* SET OF TASKS *
a – Answer these questions from the blog post about the carriage house:
(i) How much did the labor for the roof repair cost?
(ii) What kind of heat will be used upstairs?
(iii) How many feet of heater will go in the hallway between the bedroom and the kitchen?
b – From the blog post about the carriage house, extract the passage from "It's raining" to "a dry basement.", copying it word for word.

* DOCUMENT SECTION *
Friday, August 28, 2009

It's raining

But the dining room is still dry. I have pictures of the original dining room roof on my daughter's camera, so until I find that cable, I won't post on the roof project, but I will say this: sometimes it's a hell of a lot faster to hire some guys. It cost me $1000 in labor and a few hundred in materials, but one of the two leaky sections of roof is no longer leaky. One more (to be done after Labor Day) and the roof is done, baby, done. That, and gutters, and we'll have a dry basement.

More this weekend; the paying work's been frantic this week.

Monday, August 24, 2009

Heat calculations

We had a bit of a cold night the day before yesterday, and so our minds turned to heat. Our plan now is to go ahead and get the furnace in the carriage house running (it is reputed to work, but I want it cleaned and inspected before flipping the switch), but only to use that to heat the work area downstairs.

Upstairs, we're going with electric baseboard heat. This has several advantages, chief of which is that forced air is not good in combination with allergies, and our son has allergies. The second advantage is the flexibility; you can heat just the rooms you're using (granted, in this small an apartment, this is not such a huge advantage). Electrical heat, of course, is not the cheapest. If we had unlimited funds, I'd probably go with water radiant heat under the floor on both floors. But we do not have unlimited funds, so we calculate our BTU requirements.

(Of course, most of the heat from downstairs will waft up to the apartment anyway, so the baseboard heaters are really just for convenience and comfort. In May we were still living in the tropics. I don't expect November to be easy for any of us.)

To calculate BTU requirements, we first measure the carriage house. I've been wanting to get that done for three months, and here's the result! A man, a plan, a carriage house, esuohegairr a canal, Panama! We're going to heat the front room, the bedroom, the kitchen, and the bath. Using the area of each room, we use with its most pessimistic settings to get a maximum BTU requirement for tropical people living in the wrong part of the planet, use the conversion factor of 1kW = 3143 BTU to get a rough kilowatt rating, then use the rule of thumb of 250 W per foot baseboard heat to find out where we can put our heaters.

The front room is 15' x 13' = 195 sqft = 7800 BTU = 2500 W = 10 feet.

The bedroom is 14' x 11.5' = 161 sqft = 6700 BTU = 2000 W = 8 feet.

The kitchen is 11.5' x 10.5' = 121 sqft = 5300 BTU = 1500 W = 6 feet.

Finally, the bathroom is 7' x 7' = 49 sqft = 2200 BTU = 750 W = 3 feet.

We don't actually want 8 feet of heater in the bedroom, because we only want about 6 feet under the window. And we don't want 6 feet in the kitchen, because the north wall is the stove and cabinets, and there's really only room for about 3 feet under the window (but we cook a lot; the kitchen will never be cold). To compensate, we'll put 6 feet into the hallway between the bedroom and the kitchen.

In the front room, we'll put 6 feet under the window, then the other 4 feet onto the north wall opposite.

Raw records:
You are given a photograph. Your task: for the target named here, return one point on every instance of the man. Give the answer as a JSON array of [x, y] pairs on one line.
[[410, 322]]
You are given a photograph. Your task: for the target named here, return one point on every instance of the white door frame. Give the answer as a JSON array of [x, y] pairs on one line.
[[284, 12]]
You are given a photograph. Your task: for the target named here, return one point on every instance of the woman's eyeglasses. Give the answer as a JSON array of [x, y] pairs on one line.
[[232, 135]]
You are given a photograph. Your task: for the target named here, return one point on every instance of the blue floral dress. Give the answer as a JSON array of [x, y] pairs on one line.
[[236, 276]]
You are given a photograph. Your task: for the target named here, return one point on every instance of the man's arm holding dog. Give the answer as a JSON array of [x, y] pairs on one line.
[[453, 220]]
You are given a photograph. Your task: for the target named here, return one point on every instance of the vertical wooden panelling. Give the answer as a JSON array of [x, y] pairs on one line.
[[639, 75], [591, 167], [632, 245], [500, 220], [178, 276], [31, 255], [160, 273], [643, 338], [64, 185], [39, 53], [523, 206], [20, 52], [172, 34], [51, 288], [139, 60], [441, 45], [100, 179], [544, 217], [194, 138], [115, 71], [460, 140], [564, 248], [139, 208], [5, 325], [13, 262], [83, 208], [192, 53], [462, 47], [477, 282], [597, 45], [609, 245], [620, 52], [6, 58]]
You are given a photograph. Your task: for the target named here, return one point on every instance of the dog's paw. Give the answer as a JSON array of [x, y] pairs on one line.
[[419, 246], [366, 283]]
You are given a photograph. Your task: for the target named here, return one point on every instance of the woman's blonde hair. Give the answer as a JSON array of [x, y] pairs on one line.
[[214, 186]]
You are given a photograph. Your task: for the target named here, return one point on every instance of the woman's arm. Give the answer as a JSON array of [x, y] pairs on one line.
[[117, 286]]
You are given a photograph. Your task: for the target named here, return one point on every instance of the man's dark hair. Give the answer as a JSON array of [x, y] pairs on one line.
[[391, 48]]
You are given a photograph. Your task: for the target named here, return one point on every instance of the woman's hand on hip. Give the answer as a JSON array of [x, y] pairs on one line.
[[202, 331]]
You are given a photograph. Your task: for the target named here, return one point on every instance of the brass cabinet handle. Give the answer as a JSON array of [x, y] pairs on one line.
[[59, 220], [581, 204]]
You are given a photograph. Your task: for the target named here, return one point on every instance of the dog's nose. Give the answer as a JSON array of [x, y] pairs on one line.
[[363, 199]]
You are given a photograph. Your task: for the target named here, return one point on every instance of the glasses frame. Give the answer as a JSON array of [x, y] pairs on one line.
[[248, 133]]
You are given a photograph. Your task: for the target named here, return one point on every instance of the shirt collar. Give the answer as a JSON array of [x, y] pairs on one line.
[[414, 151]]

* ANSWER LIST *
a –
(i) $1000
(ii) Electric baseboard heat
(iii) 6 feet

b –
It's raining

But the dining room is still dry. I have pictures of the original dining room roof on my daughter's camera, so until I find that cable, I won't post on the roof project, but I will say this: sometimes it's a hell of a lot faster to hire some guys. It cost me $1000 in labor and a few hundred in materials, but one of the two leaky sections of roof is no longer leaky. One more (to be done after Labor Day) and the roof is done, baby, done. That, and gutters, and we'll have a dry basement.